◆ TASK DIRECTIONS ◆
Present every line below as a JSON list of strings, one string per line, with blank lines and the pictures left out.

+ + +

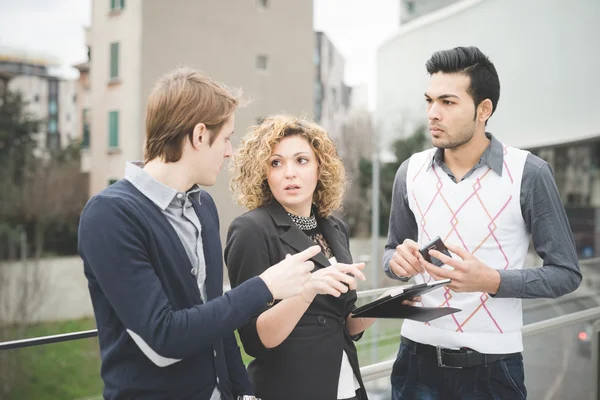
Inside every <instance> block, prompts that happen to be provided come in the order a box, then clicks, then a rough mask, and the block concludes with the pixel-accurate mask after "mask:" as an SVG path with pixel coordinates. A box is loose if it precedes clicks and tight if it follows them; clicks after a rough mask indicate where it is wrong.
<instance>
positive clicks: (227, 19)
mask: <svg viewBox="0 0 600 400" xmlns="http://www.w3.org/2000/svg"><path fill="white" fill-rule="evenodd" d="M312 24H313V7H312V1H297V0H278V1H269V0H259V1H256V0H219V1H216V0H214V1H202V2H200V1H197V0H177V1H172V2H167V1H163V0H127V2H125V1H124V0H110V1H108V0H94V1H93V3H92V26H91V28H90V29H89V32H88V33H87V38H86V40H87V43H88V45H89V47H90V49H91V51H90V69H89V85H90V87H91V92H90V105H91V118H90V121H91V125H90V126H91V130H90V139H89V150H88V151H89V168H90V169H89V170H90V195H94V194H96V193H98V192H99V191H101V190H102V189H104V188H105V187H107V186H108V185H109V184H110V183H111V182H114V181H115V180H118V179H121V178H122V177H123V173H124V169H125V163H126V161H129V160H140V159H141V158H142V155H143V154H142V146H143V143H144V118H145V105H146V99H147V96H148V94H149V93H150V91H151V89H152V87H153V85H154V83H155V81H156V79H157V78H158V77H159V76H161V75H162V74H164V73H166V72H168V71H169V70H171V69H173V68H175V67H177V66H182V65H187V66H190V67H193V68H197V69H200V70H202V71H204V72H205V73H207V74H208V75H209V76H211V77H212V78H214V79H216V80H218V81H221V82H223V83H225V84H226V85H228V86H230V87H236V88H239V87H241V88H243V90H244V93H245V94H246V96H247V97H249V98H250V99H251V100H252V102H251V103H250V104H249V105H248V106H246V107H245V108H243V109H241V110H240V111H239V112H238V114H237V115H236V135H235V141H234V145H235V144H237V143H239V138H240V137H241V136H242V135H243V133H244V131H245V130H246V129H247V128H248V127H249V126H250V125H252V124H254V123H255V122H256V121H257V120H259V119H260V118H263V117H265V116H267V115H269V114H273V113H278V112H288V113H293V114H301V115H307V116H309V117H312V108H313V71H314V69H313V68H314V67H313V52H314V34H313V29H312ZM208 191H209V192H210V193H211V194H212V195H213V197H214V199H215V201H216V203H217V205H218V208H219V213H220V217H221V234H222V236H224V235H225V233H226V231H227V227H228V225H229V224H230V222H231V221H232V219H233V218H234V217H235V216H237V215H239V214H240V213H241V212H243V211H244V210H243V209H242V208H240V207H238V206H237V205H235V204H234V203H233V201H232V199H231V193H230V192H229V182H228V176H227V173H226V172H225V171H223V172H222V174H221V176H220V177H219V181H218V183H217V185H215V186H214V187H212V188H208Z"/></svg>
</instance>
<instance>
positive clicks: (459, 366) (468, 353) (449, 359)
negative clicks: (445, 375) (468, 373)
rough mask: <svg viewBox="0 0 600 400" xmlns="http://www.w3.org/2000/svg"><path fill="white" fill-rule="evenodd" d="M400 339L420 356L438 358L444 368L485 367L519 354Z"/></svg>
mask: <svg viewBox="0 0 600 400" xmlns="http://www.w3.org/2000/svg"><path fill="white" fill-rule="evenodd" d="M400 341H401V342H402V344H403V345H405V346H407V347H408V348H410V349H412V350H413V351H414V352H415V354H417V355H418V356H421V357H425V358H430V359H432V360H436V361H437V363H438V366H440V367H444V368H473V367H485V366H488V365H490V364H493V363H495V362H496V361H499V360H503V359H505V358H509V357H512V356H514V355H517V354H519V353H511V354H483V353H479V352H477V351H475V350H471V349H461V350H451V349H445V348H443V347H439V346H431V345H428V344H422V343H417V342H414V341H412V340H410V339H408V338H406V337H404V336H402V337H401V338H400Z"/></svg>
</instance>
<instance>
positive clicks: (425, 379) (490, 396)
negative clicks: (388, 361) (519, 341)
mask: <svg viewBox="0 0 600 400" xmlns="http://www.w3.org/2000/svg"><path fill="white" fill-rule="evenodd" d="M391 380H392V399H393V400H437V399H440V400H454V399H456V400H459V399H460V400H476V399H477V400H479V399H482V400H483V399H486V400H487V399H493V400H517V399H526V398H527V389H525V374H524V371H523V356H522V355H521V354H520V353H519V354H517V355H514V356H511V357H509V358H505V359H503V360H500V361H496V362H495V363H493V364H490V365H488V366H486V367H483V366H482V367H474V368H464V369H454V368H443V367H439V366H438V365H437V360H433V359H429V358H424V357H420V356H418V355H416V354H415V352H414V349H411V348H409V347H407V346H405V345H404V344H400V350H399V351H398V358H397V359H396V361H395V362H394V368H393V370H392V377H391Z"/></svg>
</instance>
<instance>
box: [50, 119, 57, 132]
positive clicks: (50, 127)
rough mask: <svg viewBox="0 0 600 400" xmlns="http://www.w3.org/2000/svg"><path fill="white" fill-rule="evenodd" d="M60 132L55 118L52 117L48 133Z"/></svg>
mask: <svg viewBox="0 0 600 400" xmlns="http://www.w3.org/2000/svg"><path fill="white" fill-rule="evenodd" d="M56 132H58V124H57V123H56V120H55V119H51V120H49V121H48V133H51V134H55V133H56Z"/></svg>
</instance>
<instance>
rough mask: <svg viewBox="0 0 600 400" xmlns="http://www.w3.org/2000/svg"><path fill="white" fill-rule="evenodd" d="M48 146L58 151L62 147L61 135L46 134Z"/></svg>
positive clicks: (46, 140) (51, 150) (49, 148)
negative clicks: (60, 144)
mask: <svg viewBox="0 0 600 400" xmlns="http://www.w3.org/2000/svg"><path fill="white" fill-rule="evenodd" d="M46 146H47V147H48V150H50V151H58V150H59V149H60V135H56V134H48V135H46Z"/></svg>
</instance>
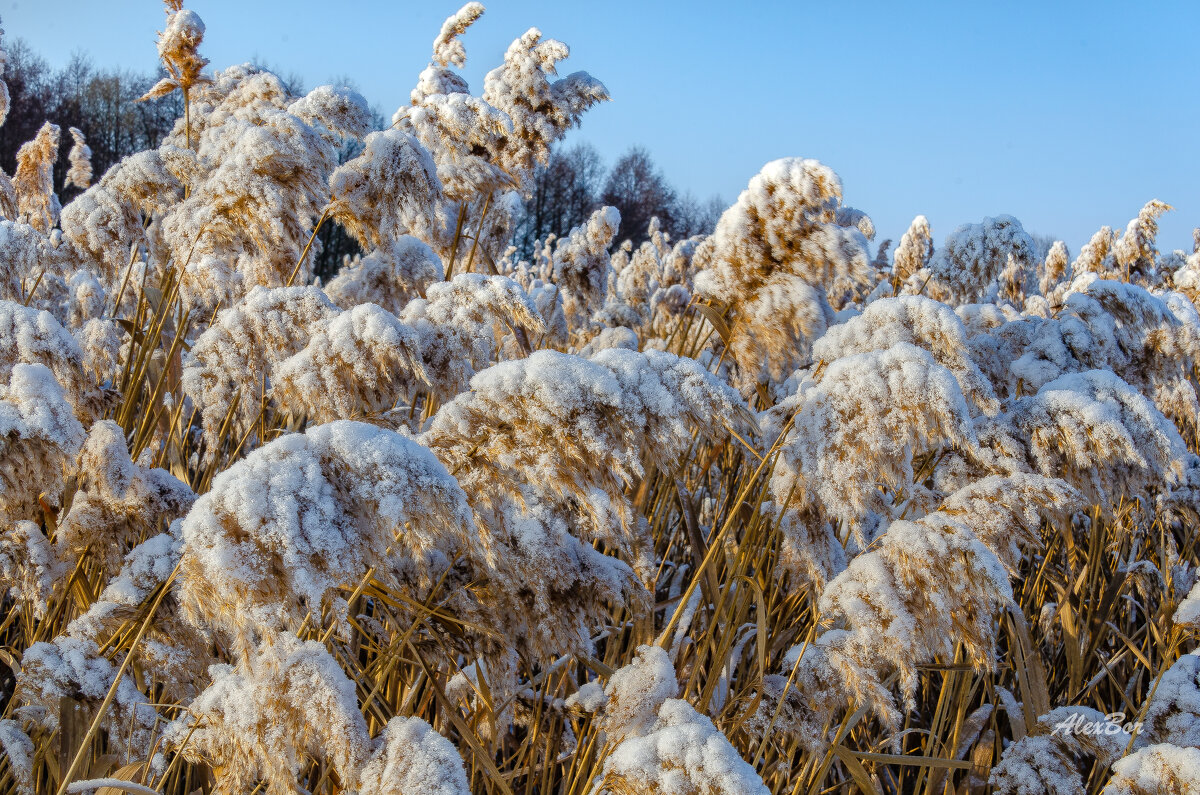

+ + +

◆ REPLY ◆
[
  "Inside every <instance> block, prompts that happen to be provided come in the order a box, then clicks, then a rough mask, and the block concludes with the pixel-accurate mask after \"mask:\" as an SVG path with pixel coordinates. A box is loose if it precedes clicks and tight if it follows them; clicks after a rough mask indicate where it is wrong.",
  "<instance>",
  "positive clicks: (227, 19)",
  "mask: <svg viewBox=\"0 0 600 400\" xmlns=\"http://www.w3.org/2000/svg\"><path fill=\"white\" fill-rule=\"evenodd\" d=\"M312 24H313V7H312V1H297V0H278V1H269V0H259V1H256V0H219V1H216V0H214V1H202V2H200V1H197V0H177V1H172V2H167V1H163V0H127V2H125V1H124V0H110V1H108V0H94V1H93V3H92V26H91V28H90V29H89V32H88V33H87V38H86V40H87V43H88V45H89V47H90V49H91V51H90V69H89V85H90V87H91V92H90V105H91V118H90V121H91V125H90V126H91V130H90V139H89V150H88V151H89V168H90V169H89V170H90V195H94V194H96V193H98V192H99V191H101V190H102V189H104V188H105V187H107V186H108V185H109V184H110V183H111V182H114V181H115V180H118V179H121V178H122V177H123V173H124V169H125V163H126V161H129V160H140V159H141V158H142V155H143V154H142V146H143V143H144V118H145V105H146V99H147V96H148V94H149V93H150V91H151V89H152V87H153V85H154V83H155V81H156V79H157V78H158V77H159V76H161V75H162V74H164V73H166V72H168V71H169V70H171V69H173V68H175V67H177V66H182V65H187V66H190V67H193V68H197V69H200V70H202V71H204V72H205V73H207V74H208V75H209V76H211V77H212V78H214V79H216V80H218V81H221V82H223V83H225V84H226V85H228V86H230V87H236V88H239V87H241V88H243V90H244V93H245V94H246V96H247V97H249V98H250V99H251V100H252V102H251V103H250V104H249V105H248V106H246V107H245V108H243V109H241V110H240V111H239V112H238V114H237V115H236V135H235V141H234V145H235V144H237V143H239V138H240V137H241V136H242V135H243V133H244V131H245V130H246V129H247V128H248V127H249V126H250V125H252V124H254V123H255V122H256V121H257V120H259V119H260V118H263V117H265V116H267V115H269V114H273V113H278V112H288V113H293V114H301V115H307V116H309V117H312V108H313V71H314V69H313V68H314V67H313V52H314V34H313V29H312ZM208 191H209V192H210V193H211V194H212V195H213V197H214V199H215V201H216V203H217V205H218V208H219V213H220V217H221V234H222V236H224V235H225V233H226V231H227V227H228V225H229V224H230V222H231V221H232V219H233V218H234V217H235V216H237V215H239V214H240V213H241V212H243V211H244V210H243V209H242V208H240V207H238V206H237V205H235V204H234V203H233V201H232V199H231V193H230V192H229V182H228V176H227V173H226V172H225V171H223V172H222V174H221V176H220V177H219V181H218V183H217V185H215V186H214V187H212V188H208Z\"/></svg>",
  "</instance>",
  "<instance>",
  "positive clicks: (459, 366) (468, 353) (449, 359)",
  "negative clicks: (445, 375) (468, 373)",
  "rough mask: <svg viewBox=\"0 0 600 400\" xmlns=\"http://www.w3.org/2000/svg\"><path fill=\"white\" fill-rule=\"evenodd\" d=\"M400 339L420 356L438 358L444 368L485 367L519 354Z\"/></svg>",
  "mask: <svg viewBox=\"0 0 600 400\" xmlns=\"http://www.w3.org/2000/svg\"><path fill=\"white\" fill-rule=\"evenodd\" d=\"M400 341H401V342H402V344H403V345H405V346H407V347H408V348H410V349H412V350H413V351H414V352H415V354H417V355H418V356H421V357H425V358H430V359H432V360H436V361H437V363H438V366H440V367H444V368H473V367H485V366H488V365H490V364H493V363H495V362H496V361H499V360H503V359H505V358H509V357H512V356H514V355H517V354H519V353H511V354H483V353H479V352H477V351H475V350H471V349H461V350H451V349H445V348H443V347H439V346H431V345H428V344H422V343H417V342H414V341H412V340H410V339H408V338H406V337H404V336H402V337H401V338H400Z\"/></svg>",
  "</instance>",
  "<instance>",
  "positive clicks: (425, 379) (490, 396)",
  "negative clicks: (388, 361) (519, 341)",
  "mask: <svg viewBox=\"0 0 600 400\" xmlns=\"http://www.w3.org/2000/svg\"><path fill=\"white\" fill-rule=\"evenodd\" d=\"M391 380H392V399H393V400H437V399H440V400H454V399H456V400H459V399H460V400H476V399H477V400H479V399H482V400H483V399H486V400H487V399H493V400H517V399H526V398H527V389H525V374H524V371H523V356H522V355H521V354H520V353H519V354H517V355H514V356H511V357H509V358H505V359H503V360H500V361H496V362H495V363H493V364H490V365H488V366H486V367H483V366H482V367H474V368H464V369H454V368H443V367H439V366H438V365H437V360H433V359H429V358H424V357H420V356H418V355H416V354H415V352H414V349H411V348H409V347H407V346H405V345H404V344H400V350H399V351H398V358H397V359H396V361H395V362H394V368H393V370H392V377H391Z\"/></svg>",
  "</instance>",
  "<instance>",
  "box: [50, 119, 57, 132]",
  "positive clicks: (50, 127)",
  "rough mask: <svg viewBox=\"0 0 600 400\" xmlns=\"http://www.w3.org/2000/svg\"><path fill=\"white\" fill-rule=\"evenodd\" d=\"M60 132L55 118L52 117L48 133Z\"/></svg>",
  "mask: <svg viewBox=\"0 0 600 400\" xmlns=\"http://www.w3.org/2000/svg\"><path fill=\"white\" fill-rule=\"evenodd\" d=\"M56 132H58V124H57V123H56V120H55V119H51V120H49V121H48V133H51V134H55V133H56Z\"/></svg>",
  "</instance>",
  "<instance>",
  "rough mask: <svg viewBox=\"0 0 600 400\" xmlns=\"http://www.w3.org/2000/svg\"><path fill=\"white\" fill-rule=\"evenodd\" d=\"M48 146L58 151L62 147L61 135L46 134Z\"/></svg>",
  "positive clicks: (46, 140) (51, 150) (49, 148)",
  "negative clicks: (60, 144)",
  "mask: <svg viewBox=\"0 0 600 400\" xmlns=\"http://www.w3.org/2000/svg\"><path fill=\"white\" fill-rule=\"evenodd\" d=\"M46 146H47V147H48V150H50V151H58V150H59V149H60V135H56V134H48V135H46Z\"/></svg>",
  "</instance>"
]